SOURCE DATA START

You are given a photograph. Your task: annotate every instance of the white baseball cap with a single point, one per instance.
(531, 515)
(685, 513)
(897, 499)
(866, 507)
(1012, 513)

SOURCE DATA END

● **WHAT YOU NEED TO DO**
Each record above is to be written out again, without any change.

● **EXERCISE ANSWER**
You are given a photograph. Your task: annotate every instance of the white baseball cap with a single point, one per instance.
(531, 515)
(685, 513)
(897, 499)
(866, 507)
(1012, 513)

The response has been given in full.